(Aim of the task): Lines below starting with the line with "Query: gray sneaker" and going on through the line with "man's face, one" must be output exactly; the rest of the records must be left out.
=== Record set ===
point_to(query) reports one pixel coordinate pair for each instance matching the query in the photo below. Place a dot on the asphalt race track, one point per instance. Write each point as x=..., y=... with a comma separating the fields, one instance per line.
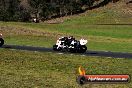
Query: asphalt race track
x=88, y=53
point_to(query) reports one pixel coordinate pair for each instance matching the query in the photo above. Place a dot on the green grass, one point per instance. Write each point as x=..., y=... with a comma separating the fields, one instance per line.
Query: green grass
x=25, y=69
x=117, y=38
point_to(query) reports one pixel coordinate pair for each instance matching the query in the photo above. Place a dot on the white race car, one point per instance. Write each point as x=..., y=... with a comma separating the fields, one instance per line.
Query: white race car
x=70, y=45
x=1, y=40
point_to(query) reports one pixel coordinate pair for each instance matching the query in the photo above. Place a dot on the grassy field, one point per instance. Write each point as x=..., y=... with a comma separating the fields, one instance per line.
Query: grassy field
x=101, y=37
x=117, y=38
x=25, y=69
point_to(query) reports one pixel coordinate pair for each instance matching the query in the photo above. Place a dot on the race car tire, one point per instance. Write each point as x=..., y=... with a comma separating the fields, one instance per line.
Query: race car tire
x=82, y=49
x=55, y=47
x=1, y=42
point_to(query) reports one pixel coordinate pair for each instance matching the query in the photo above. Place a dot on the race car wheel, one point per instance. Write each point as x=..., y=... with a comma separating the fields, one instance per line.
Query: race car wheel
x=1, y=42
x=55, y=47
x=83, y=49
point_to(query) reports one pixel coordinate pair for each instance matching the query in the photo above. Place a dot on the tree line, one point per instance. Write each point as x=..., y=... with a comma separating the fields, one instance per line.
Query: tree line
x=25, y=10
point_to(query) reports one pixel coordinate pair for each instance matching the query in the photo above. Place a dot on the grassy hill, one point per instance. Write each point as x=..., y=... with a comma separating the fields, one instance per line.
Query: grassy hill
x=50, y=70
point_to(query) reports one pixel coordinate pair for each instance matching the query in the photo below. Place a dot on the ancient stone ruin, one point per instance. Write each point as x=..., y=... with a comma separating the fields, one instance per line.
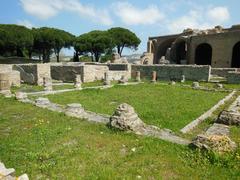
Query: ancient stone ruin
x=47, y=84
x=125, y=118
x=78, y=82
x=107, y=81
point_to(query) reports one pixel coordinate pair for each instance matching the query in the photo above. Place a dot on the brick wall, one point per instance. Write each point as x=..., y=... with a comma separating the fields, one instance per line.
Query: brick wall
x=173, y=72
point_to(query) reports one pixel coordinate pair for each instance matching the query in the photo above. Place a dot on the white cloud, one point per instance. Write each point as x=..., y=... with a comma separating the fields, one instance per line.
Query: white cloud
x=194, y=20
x=25, y=23
x=131, y=15
x=219, y=14
x=45, y=9
x=201, y=18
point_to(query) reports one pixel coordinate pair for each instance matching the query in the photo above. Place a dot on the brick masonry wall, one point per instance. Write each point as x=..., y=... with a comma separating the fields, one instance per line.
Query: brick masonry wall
x=173, y=72
x=89, y=72
x=233, y=78
x=223, y=72
x=33, y=73
x=5, y=68
x=65, y=73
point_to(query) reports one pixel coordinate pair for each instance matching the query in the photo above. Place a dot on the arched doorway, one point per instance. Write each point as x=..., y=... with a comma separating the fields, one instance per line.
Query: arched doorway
x=162, y=49
x=203, y=54
x=236, y=56
x=181, y=52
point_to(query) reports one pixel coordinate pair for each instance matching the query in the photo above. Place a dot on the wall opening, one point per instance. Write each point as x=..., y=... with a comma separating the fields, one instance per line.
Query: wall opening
x=162, y=49
x=203, y=54
x=236, y=56
x=181, y=52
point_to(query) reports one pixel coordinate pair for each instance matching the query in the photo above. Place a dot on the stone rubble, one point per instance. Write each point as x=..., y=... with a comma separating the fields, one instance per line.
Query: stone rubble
x=123, y=80
x=45, y=103
x=78, y=82
x=154, y=77
x=107, y=81
x=47, y=83
x=138, y=76
x=232, y=115
x=195, y=85
x=9, y=174
x=217, y=143
x=125, y=118
x=183, y=79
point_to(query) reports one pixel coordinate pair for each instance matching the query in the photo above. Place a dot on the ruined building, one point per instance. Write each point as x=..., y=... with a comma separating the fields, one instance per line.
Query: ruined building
x=217, y=47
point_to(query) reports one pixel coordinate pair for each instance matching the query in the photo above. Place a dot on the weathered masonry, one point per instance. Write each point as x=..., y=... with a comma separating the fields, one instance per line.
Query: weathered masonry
x=217, y=47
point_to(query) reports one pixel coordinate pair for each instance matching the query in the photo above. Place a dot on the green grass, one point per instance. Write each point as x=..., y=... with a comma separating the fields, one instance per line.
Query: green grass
x=49, y=145
x=27, y=88
x=164, y=106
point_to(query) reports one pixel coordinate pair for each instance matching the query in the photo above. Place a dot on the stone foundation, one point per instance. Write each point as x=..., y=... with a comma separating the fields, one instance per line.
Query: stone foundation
x=173, y=72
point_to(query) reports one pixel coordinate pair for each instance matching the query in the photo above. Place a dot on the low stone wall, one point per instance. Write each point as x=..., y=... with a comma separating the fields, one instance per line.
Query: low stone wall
x=89, y=72
x=33, y=73
x=12, y=76
x=233, y=77
x=17, y=60
x=223, y=72
x=94, y=72
x=174, y=72
x=65, y=73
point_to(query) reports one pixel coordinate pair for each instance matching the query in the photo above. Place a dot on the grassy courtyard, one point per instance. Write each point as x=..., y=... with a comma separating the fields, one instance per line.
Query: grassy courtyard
x=165, y=106
x=49, y=145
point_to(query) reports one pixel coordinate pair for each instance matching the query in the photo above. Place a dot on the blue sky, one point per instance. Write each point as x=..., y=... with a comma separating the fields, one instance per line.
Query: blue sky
x=145, y=18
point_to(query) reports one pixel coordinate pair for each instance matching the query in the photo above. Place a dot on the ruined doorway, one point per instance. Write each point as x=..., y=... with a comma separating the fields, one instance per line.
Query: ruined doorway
x=181, y=52
x=162, y=49
x=236, y=56
x=203, y=54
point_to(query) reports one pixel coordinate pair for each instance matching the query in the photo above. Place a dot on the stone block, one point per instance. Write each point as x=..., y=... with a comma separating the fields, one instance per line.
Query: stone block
x=74, y=110
x=229, y=118
x=125, y=118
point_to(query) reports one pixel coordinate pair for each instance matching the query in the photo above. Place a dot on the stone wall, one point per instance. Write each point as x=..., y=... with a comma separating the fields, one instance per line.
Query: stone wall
x=223, y=72
x=94, y=72
x=5, y=68
x=173, y=72
x=233, y=77
x=65, y=73
x=12, y=76
x=89, y=72
x=222, y=47
x=33, y=73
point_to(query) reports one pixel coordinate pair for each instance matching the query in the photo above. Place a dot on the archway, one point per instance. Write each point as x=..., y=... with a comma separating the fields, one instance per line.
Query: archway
x=162, y=49
x=203, y=54
x=236, y=56
x=181, y=52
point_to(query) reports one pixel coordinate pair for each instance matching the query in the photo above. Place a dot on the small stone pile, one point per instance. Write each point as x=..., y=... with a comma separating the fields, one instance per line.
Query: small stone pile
x=183, y=79
x=154, y=77
x=47, y=83
x=229, y=118
x=9, y=173
x=106, y=81
x=138, y=76
x=195, y=85
x=74, y=110
x=123, y=80
x=78, y=82
x=125, y=118
x=216, y=143
x=232, y=115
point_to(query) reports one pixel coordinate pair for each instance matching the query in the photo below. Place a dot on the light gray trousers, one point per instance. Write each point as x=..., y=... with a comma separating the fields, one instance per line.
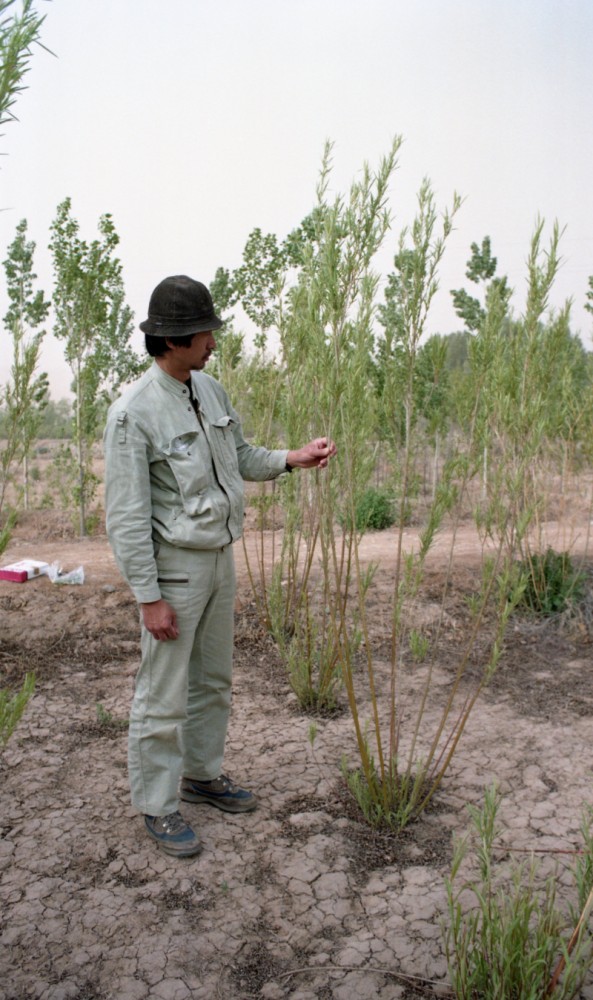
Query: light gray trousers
x=180, y=711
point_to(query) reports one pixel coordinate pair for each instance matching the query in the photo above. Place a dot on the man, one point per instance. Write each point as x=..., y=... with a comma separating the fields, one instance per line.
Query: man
x=175, y=460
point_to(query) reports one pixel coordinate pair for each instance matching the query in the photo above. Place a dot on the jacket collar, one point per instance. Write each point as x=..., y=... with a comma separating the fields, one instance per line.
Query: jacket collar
x=172, y=385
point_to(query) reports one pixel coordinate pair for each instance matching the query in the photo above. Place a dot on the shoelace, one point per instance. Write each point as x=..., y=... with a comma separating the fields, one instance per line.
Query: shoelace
x=173, y=823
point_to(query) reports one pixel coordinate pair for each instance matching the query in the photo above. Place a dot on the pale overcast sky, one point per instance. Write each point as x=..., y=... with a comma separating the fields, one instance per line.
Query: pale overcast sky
x=193, y=121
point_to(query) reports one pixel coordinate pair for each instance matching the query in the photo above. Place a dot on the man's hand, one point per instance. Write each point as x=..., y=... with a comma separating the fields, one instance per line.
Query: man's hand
x=160, y=620
x=314, y=455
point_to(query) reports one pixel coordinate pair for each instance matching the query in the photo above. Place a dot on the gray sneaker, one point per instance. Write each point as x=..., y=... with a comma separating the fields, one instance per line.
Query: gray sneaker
x=173, y=835
x=220, y=792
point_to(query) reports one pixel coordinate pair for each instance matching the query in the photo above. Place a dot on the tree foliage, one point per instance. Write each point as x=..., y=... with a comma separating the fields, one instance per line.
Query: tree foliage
x=95, y=324
x=17, y=35
x=24, y=397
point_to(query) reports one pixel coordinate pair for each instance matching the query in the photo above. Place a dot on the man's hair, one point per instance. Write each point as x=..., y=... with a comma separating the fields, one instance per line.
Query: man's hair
x=158, y=346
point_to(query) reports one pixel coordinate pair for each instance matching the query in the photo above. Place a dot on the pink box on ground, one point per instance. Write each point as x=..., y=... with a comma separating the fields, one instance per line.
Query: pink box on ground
x=24, y=570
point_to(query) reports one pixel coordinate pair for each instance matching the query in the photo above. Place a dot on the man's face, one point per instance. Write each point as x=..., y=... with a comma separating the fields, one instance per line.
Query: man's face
x=196, y=352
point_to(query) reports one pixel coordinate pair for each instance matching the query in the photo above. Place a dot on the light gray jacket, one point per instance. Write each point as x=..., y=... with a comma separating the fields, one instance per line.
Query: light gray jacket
x=171, y=476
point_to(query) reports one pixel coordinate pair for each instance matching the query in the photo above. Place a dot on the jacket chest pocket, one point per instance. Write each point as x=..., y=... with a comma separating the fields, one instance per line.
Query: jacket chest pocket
x=223, y=440
x=188, y=458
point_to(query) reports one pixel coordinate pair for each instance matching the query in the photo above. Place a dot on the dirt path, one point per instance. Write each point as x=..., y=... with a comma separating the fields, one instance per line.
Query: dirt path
x=297, y=900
===
(Task response):
Query: gray sneaker
x=173, y=835
x=220, y=792
point_to(query) reports one pixel coordinate pair for each instance matching the query in the photo above. Place a dot on the tree foliage, one point per instance. Write each point as x=..., y=... with a comma separating the fields, one instance per line.
Query: tree foliage
x=95, y=324
x=17, y=35
x=24, y=397
point_to(query) reports one pixel coordinate pair for each instance matching the query in the photo above. Place a dot on the man's hair, one point per instance. Write each point as x=..., y=... with a comma separating the fields, one instance per line.
Query: man's hair
x=158, y=346
point_to(query) reports one pixel coordinate pair for each instance matching the query in the photo above. Place a dot on the pink box on ground, one point per instance. Write each point as x=..., y=... with a comma separating the fields, one instance per line.
Query: pink box on ground
x=24, y=570
point_to(query) reports one pixel coordinate pair for each instance matching the query in the photo above. Place a dot on the man's face, one point per instance. Write each point as x=..., y=... with a comma separating the fields, one instance per line.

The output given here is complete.